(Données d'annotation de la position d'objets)
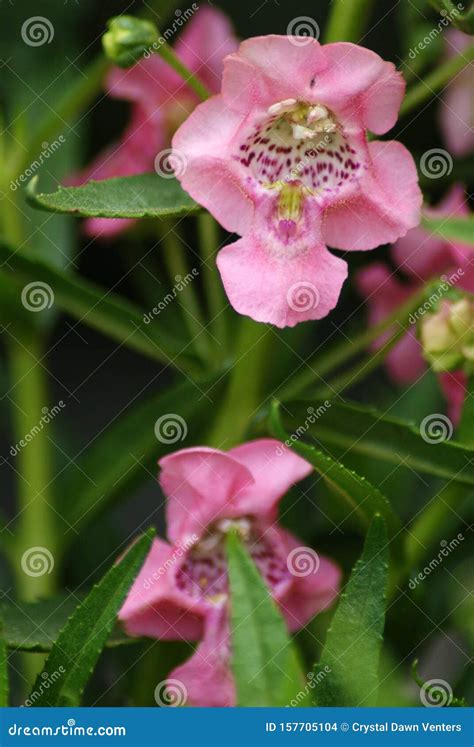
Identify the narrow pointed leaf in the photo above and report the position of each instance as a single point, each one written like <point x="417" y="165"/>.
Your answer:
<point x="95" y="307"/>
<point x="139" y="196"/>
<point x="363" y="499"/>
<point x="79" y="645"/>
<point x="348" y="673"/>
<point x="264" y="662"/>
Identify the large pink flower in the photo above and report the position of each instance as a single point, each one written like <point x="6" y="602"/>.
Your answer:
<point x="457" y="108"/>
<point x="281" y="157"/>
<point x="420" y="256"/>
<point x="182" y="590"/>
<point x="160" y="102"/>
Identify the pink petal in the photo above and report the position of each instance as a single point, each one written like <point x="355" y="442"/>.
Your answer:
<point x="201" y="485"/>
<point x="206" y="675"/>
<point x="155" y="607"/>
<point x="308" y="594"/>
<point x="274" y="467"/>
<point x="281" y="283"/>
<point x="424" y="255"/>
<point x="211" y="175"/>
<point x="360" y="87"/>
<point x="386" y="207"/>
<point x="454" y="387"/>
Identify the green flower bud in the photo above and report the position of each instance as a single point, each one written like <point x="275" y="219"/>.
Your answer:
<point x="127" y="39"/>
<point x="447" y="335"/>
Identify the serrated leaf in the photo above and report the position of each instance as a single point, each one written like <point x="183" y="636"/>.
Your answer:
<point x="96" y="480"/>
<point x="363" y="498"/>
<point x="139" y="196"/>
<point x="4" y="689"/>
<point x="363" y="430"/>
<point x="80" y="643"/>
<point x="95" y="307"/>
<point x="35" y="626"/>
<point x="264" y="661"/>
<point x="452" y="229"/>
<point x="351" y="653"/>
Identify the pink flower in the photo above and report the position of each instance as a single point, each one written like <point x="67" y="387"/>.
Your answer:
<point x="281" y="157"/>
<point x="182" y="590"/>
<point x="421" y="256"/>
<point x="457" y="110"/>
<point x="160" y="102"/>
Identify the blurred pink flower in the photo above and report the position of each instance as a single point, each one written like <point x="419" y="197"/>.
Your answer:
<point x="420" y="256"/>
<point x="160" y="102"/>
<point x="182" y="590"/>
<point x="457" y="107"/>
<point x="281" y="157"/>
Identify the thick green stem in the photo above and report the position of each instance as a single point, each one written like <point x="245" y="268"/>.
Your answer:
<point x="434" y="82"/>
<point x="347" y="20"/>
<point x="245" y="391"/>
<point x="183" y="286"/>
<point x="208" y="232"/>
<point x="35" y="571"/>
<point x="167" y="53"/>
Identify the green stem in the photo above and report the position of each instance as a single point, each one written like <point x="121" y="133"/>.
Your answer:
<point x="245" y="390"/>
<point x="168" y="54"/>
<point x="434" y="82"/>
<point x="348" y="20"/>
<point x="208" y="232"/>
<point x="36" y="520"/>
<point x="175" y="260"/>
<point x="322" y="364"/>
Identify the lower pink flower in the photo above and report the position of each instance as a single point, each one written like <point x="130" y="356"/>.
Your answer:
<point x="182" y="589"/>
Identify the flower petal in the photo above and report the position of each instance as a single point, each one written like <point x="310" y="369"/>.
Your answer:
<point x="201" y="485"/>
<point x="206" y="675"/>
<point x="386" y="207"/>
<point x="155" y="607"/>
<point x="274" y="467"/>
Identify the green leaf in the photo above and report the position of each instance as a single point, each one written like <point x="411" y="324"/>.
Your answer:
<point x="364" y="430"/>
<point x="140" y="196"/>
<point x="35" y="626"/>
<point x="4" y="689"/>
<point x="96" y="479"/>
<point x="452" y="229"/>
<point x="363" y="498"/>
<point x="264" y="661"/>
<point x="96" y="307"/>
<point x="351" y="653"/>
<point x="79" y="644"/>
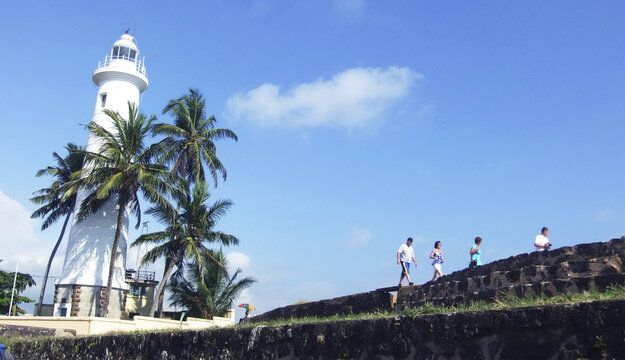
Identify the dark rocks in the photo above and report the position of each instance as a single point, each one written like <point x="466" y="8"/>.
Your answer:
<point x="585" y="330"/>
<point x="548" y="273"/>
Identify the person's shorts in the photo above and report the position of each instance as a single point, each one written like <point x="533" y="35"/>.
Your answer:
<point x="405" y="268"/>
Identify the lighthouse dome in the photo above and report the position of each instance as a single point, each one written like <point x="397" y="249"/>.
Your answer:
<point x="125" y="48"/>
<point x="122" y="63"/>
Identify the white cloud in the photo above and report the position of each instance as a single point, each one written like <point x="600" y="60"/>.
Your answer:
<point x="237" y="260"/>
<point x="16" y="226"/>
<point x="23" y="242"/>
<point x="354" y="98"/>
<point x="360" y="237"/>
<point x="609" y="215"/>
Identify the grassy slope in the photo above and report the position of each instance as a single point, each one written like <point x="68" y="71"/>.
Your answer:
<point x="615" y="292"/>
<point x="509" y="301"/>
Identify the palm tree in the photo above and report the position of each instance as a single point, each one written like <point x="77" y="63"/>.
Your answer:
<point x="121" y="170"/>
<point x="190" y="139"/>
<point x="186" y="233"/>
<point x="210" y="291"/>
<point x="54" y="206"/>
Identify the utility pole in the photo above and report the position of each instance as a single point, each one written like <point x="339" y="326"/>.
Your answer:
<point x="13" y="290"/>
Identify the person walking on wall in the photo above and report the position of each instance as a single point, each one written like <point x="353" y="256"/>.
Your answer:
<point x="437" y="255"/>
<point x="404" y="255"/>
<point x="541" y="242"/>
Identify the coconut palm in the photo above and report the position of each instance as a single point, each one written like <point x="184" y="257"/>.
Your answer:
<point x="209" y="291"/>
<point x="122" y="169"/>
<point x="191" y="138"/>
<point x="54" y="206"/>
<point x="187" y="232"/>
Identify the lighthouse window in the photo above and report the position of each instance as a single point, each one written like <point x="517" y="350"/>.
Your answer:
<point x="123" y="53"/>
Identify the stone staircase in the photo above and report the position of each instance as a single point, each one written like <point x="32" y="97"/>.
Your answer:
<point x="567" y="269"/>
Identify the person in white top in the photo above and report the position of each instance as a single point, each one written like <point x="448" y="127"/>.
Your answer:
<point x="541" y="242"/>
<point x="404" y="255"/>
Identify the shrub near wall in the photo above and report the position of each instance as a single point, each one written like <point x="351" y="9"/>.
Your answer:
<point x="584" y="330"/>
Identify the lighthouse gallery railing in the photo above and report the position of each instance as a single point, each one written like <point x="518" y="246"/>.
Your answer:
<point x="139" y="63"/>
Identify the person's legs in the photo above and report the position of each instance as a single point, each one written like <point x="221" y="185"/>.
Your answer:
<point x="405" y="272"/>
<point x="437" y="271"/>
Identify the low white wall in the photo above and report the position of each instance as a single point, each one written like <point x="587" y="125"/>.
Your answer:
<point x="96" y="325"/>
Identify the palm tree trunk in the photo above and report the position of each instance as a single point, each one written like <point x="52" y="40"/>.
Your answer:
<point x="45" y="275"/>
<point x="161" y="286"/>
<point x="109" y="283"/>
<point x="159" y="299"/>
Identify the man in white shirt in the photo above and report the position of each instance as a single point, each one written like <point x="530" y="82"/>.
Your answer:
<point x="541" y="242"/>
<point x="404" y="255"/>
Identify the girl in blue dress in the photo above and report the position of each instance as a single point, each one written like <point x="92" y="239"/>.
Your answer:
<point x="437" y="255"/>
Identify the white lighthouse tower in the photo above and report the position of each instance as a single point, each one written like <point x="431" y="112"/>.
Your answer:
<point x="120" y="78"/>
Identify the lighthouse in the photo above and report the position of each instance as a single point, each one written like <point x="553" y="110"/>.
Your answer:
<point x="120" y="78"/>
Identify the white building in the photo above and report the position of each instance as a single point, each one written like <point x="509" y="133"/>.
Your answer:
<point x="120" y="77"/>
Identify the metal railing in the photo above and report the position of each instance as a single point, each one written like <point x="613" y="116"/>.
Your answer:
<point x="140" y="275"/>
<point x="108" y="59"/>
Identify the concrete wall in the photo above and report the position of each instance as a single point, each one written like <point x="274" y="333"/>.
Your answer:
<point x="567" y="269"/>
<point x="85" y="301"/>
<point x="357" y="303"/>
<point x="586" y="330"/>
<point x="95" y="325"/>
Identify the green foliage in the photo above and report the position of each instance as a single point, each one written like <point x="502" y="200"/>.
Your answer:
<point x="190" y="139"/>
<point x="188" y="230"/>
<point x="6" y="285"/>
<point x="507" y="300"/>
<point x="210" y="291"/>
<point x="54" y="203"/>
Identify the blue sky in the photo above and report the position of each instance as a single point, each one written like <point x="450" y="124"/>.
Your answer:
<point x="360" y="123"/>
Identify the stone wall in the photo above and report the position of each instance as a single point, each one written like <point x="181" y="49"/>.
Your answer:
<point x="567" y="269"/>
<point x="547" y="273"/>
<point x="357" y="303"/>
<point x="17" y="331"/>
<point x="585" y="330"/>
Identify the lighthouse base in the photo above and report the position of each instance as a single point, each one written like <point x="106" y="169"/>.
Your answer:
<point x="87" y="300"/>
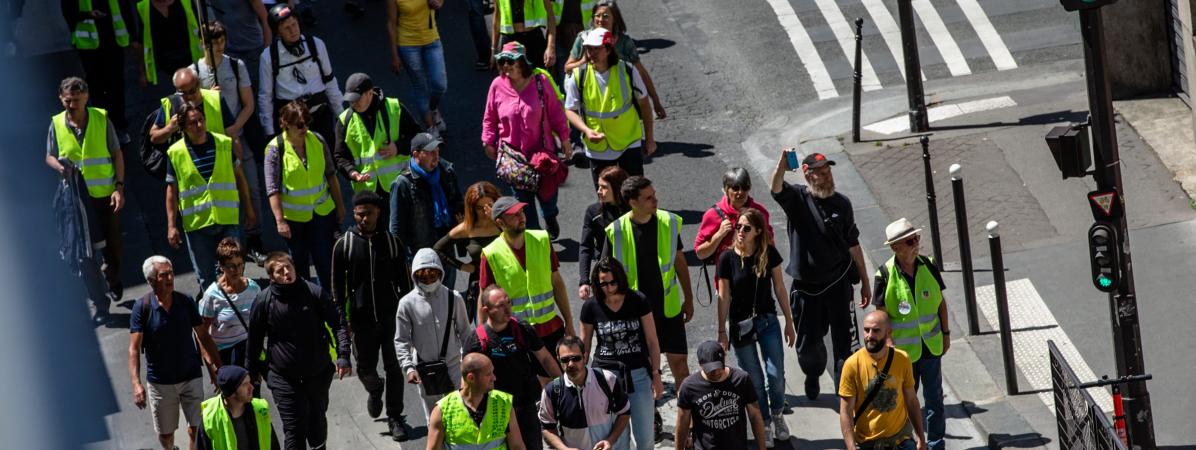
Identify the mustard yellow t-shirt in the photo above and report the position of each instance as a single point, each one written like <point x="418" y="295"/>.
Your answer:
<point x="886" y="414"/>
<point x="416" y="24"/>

--

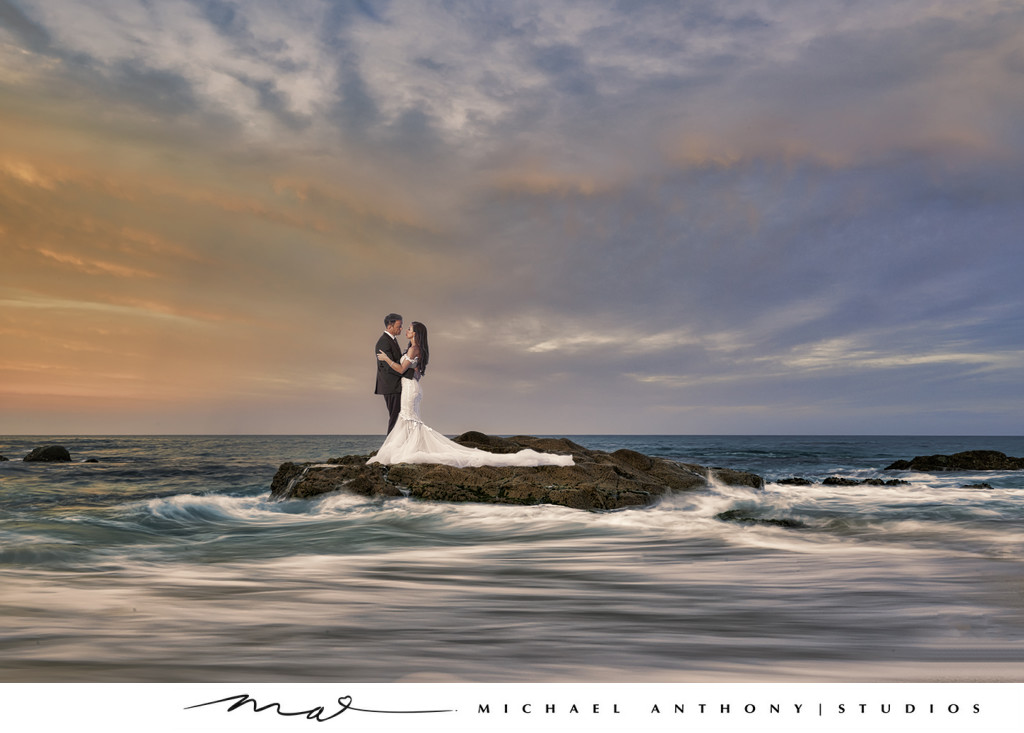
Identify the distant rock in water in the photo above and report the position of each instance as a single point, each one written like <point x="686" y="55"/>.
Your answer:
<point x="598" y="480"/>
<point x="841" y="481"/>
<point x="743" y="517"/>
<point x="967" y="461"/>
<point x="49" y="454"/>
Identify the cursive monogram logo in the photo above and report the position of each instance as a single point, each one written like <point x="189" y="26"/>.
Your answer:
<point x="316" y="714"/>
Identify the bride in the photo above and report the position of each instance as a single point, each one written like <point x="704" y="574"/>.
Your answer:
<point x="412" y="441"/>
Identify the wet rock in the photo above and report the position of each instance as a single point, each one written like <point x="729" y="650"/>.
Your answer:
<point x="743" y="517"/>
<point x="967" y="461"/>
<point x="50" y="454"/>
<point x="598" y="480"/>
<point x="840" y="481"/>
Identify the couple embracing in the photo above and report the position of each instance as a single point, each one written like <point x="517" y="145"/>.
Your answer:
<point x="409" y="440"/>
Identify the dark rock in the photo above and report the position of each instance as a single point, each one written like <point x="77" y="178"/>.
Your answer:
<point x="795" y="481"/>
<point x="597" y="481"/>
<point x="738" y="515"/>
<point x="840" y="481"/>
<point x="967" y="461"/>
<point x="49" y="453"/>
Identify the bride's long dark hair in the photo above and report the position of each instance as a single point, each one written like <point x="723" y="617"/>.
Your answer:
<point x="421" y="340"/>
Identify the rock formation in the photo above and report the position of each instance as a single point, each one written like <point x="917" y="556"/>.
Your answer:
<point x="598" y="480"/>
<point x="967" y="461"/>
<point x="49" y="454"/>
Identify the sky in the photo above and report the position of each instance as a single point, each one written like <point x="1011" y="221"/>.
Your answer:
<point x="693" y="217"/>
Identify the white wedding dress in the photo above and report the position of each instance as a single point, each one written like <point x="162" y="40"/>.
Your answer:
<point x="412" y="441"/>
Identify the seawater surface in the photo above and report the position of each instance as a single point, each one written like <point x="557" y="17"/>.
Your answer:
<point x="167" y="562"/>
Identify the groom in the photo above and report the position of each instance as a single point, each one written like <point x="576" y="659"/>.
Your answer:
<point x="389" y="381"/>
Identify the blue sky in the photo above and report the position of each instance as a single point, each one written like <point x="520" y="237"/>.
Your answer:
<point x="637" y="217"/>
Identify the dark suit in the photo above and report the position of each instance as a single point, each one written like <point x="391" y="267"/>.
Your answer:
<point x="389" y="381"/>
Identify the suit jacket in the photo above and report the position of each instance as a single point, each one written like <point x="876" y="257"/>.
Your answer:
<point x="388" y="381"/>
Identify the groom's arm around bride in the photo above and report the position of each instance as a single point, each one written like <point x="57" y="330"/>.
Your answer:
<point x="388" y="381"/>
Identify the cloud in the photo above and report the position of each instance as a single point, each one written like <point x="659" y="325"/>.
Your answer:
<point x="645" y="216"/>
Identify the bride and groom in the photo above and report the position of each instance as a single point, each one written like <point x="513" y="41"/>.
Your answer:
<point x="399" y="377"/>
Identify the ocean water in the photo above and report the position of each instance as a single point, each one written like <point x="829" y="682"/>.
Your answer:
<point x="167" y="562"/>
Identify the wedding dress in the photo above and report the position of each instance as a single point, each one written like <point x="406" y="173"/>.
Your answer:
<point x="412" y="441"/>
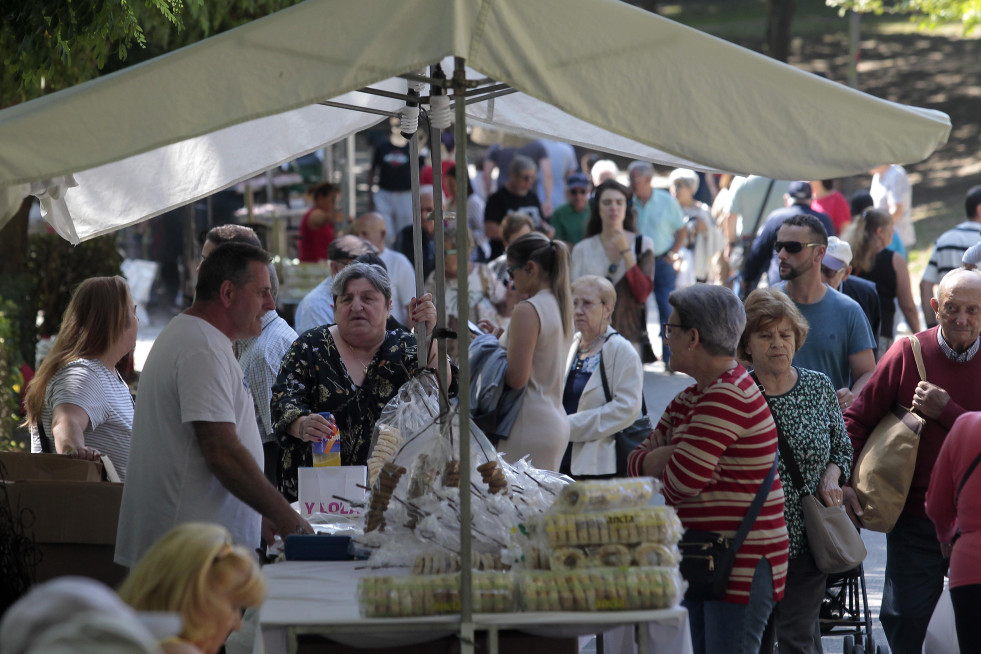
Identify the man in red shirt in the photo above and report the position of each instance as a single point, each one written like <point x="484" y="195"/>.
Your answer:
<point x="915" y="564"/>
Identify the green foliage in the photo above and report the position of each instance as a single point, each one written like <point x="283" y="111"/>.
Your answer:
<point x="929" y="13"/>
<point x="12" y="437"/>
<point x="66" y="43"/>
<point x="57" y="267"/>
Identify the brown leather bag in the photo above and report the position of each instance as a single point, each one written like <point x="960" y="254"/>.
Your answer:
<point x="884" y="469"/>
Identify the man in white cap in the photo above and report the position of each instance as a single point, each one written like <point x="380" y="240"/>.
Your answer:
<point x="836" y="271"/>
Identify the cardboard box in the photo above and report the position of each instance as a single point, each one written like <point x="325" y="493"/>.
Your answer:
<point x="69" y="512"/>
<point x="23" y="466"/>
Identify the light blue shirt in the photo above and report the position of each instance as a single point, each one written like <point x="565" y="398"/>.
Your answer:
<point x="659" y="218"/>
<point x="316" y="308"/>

▸ **Consigne**
Affichez chaque ligne des entrées qui contient le mot "dark".

▸ **Résultat obtenu**
Identify the dark rocks in the photo above and report the position of each instance as a single point, each one written like <point x="466" y="8"/>.
Identify the dark rock in the photo above and report the position of each instance as a single point, each one written like <point x="77" y="178"/>.
Identify the bride's long dark hair in the photo above and report the position of each instance as a single point, each one written like <point x="723" y="617"/>.
Identify the dark suit in the photo above and report the position of each instance as a single point, each one written like <point x="391" y="267"/>.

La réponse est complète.